▶ Page:
▼
According to Salvatore Lombardo, director of UNRWA affairs, labor rights for the Palestinians are just as beneficial for the Lebanese as they are for the refugees: “Palestinian refugees contribute to the Lebanese economy through active engagement in the labor force and economic consumption,” he said. “In numbers, they also represent a relatively small group occupying sectors of the economy where they compete with other foreigners or with a minimum Lebanese workforce.”

He added that the difference between Palestinians and other foreign workers is that Palestinians spend their income inside the country, and remittances they receive from abroad are also spent in Lebanon.

Hanafi also pointed out that should Palestinian professionals be allowed to work legally, their impact would be minimal, given the fact that they are already participating in the labor market — changing the labor law would mostly legalize them in positions they already occupy.

Educated for what?

Abdel Hafiz Ghozlan, 19, born and raised in Shatila refugee camp, has just finished high school and is applying to university. He says he has already faced discrimination due to his nationality: Having applied for a kitchen job with a large international fast food chain in Beirut, the manager rejected his application, telling him that the position was reserved for “Lebanese nationals only.”
▲
▶ Task to complete:
Reproduce verbatim the stretch of the passage on Palestinian refugees' labor rights in Lebanon from "Hanafi also pointed" up to and including "they already occupy.".

▶ Dataset extract:
▼
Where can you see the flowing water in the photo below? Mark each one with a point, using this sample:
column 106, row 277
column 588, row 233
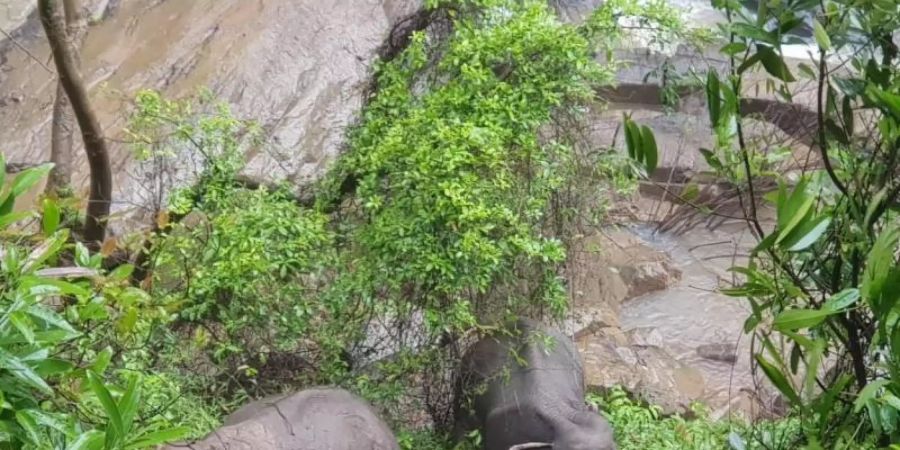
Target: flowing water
column 693, row 315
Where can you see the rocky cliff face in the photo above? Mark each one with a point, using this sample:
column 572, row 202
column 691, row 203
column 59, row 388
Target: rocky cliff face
column 299, row 67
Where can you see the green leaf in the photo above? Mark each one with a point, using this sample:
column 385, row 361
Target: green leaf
column 90, row 440
column 807, row 71
column 806, row 234
column 821, row 36
column 21, row 322
column 842, row 300
column 888, row 101
column 880, row 276
column 50, row 221
column 874, row 204
column 774, row 64
column 755, row 33
column 798, row 216
column 713, row 99
column 159, row 438
column 749, row 63
column 767, row 243
column 45, row 250
column 50, row 367
column 778, row 379
column 795, row 319
column 122, row 272
column 6, row 204
column 51, row 318
column 733, row 48
column 30, row 426
column 650, row 152
column 633, row 141
column 102, row 361
column 868, row 393
column 19, row 370
column 25, row 180
column 711, row 158
column 847, row 114
column 48, row 420
column 735, row 440
column 128, row 404
column 892, row 400
column 115, row 433
column 127, row 322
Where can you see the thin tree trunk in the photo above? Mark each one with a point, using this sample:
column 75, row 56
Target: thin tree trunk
column 94, row 144
column 61, row 144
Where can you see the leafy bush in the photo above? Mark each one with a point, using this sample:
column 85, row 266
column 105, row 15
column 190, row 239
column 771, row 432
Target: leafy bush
column 824, row 284
column 639, row 426
column 58, row 385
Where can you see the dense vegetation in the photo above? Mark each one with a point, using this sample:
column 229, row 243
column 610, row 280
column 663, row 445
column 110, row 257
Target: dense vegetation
column 823, row 283
column 451, row 210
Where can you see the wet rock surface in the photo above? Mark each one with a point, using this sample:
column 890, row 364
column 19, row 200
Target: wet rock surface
column 670, row 338
column 301, row 68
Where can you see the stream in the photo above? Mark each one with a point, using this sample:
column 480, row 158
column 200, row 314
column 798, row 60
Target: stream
column 693, row 315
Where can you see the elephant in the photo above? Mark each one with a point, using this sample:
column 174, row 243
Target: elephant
column 312, row 419
column 525, row 390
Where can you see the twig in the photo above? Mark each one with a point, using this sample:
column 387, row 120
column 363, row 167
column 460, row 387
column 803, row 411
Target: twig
column 25, row 50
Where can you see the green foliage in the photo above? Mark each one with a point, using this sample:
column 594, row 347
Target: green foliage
column 638, row 426
column 823, row 285
column 454, row 181
column 239, row 267
column 56, row 389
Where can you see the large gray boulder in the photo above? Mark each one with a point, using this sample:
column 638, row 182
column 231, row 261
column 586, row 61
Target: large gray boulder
column 526, row 390
column 302, row 68
column 314, row 419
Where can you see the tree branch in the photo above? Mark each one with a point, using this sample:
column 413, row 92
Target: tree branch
column 100, row 198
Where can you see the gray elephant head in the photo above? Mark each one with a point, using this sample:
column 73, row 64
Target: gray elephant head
column 587, row 430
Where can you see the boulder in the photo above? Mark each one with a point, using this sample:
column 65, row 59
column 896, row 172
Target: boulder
column 300, row 67
column 637, row 362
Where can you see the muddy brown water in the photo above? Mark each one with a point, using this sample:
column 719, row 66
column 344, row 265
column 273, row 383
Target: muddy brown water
column 694, row 315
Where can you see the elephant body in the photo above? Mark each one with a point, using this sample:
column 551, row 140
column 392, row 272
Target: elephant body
column 313, row 419
column 527, row 388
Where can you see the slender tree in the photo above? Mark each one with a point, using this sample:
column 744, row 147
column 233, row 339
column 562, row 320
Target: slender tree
column 94, row 144
column 61, row 151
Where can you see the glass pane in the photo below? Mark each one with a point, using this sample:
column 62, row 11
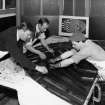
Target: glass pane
column 0, row 4
column 10, row 4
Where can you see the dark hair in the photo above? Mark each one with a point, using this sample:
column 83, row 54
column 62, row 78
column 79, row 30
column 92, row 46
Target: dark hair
column 43, row 20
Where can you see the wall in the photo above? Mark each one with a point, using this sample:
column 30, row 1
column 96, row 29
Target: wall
column 97, row 19
column 32, row 10
column 6, row 22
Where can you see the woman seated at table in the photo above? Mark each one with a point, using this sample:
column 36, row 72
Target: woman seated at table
column 28, row 45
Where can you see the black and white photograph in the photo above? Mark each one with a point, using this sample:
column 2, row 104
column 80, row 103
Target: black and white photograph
column 52, row 52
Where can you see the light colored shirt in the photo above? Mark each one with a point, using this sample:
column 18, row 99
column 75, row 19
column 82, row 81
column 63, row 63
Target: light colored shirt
column 41, row 35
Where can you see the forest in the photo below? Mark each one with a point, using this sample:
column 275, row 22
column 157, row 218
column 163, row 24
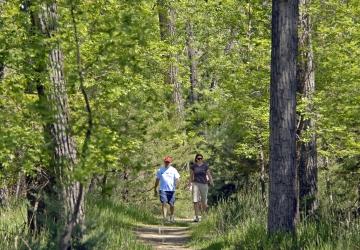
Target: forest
column 95, row 93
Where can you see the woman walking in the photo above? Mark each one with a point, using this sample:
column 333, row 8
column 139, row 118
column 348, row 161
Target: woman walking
column 200, row 178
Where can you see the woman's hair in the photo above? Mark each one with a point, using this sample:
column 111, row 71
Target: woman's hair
column 196, row 156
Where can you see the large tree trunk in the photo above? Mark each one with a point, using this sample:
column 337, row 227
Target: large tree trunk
column 307, row 153
column 69, row 193
column 167, row 34
column 192, row 62
column 283, row 186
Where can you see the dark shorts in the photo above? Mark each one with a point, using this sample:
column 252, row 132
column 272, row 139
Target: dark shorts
column 167, row 197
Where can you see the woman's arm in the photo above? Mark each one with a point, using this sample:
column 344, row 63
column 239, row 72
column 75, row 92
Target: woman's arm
column 211, row 181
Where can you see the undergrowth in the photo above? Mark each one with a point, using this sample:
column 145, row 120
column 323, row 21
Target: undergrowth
column 241, row 224
column 109, row 225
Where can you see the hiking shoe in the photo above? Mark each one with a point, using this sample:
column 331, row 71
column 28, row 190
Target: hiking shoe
column 172, row 219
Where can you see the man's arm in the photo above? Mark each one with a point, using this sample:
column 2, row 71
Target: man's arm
column 156, row 185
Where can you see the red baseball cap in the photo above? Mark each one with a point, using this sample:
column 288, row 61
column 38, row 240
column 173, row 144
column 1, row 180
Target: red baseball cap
column 168, row 159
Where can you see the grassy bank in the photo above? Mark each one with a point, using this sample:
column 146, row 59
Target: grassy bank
column 109, row 225
column 241, row 224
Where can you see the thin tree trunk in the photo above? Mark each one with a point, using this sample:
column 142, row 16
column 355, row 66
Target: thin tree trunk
column 307, row 155
column 192, row 62
column 283, row 185
column 262, row 173
column 167, row 18
column 70, row 192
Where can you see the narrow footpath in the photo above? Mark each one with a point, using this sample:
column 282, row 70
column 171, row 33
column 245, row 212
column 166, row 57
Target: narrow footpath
column 166, row 236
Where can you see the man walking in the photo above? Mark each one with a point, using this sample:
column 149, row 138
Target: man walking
column 168, row 177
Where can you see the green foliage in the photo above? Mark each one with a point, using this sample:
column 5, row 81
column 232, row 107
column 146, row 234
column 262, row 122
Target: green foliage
column 241, row 224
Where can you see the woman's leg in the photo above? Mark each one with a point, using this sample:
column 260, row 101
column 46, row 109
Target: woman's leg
column 203, row 188
column 196, row 199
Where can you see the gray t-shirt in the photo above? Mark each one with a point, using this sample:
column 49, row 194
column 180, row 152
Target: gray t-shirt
column 200, row 172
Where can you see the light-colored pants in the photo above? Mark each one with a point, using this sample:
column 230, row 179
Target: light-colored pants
column 199, row 192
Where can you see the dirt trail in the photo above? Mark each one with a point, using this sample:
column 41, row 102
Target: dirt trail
column 166, row 236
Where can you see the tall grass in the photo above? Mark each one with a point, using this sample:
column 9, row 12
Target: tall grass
column 109, row 225
column 241, row 224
▲
▶ Problem solution:
Hanafi also pointed out that should Palestinian professionals be allowed to work legally, their impact would be minimal, given the fact that they are already participating in the labor market — changing the labor law would mostly legalize them in positions they already occupy.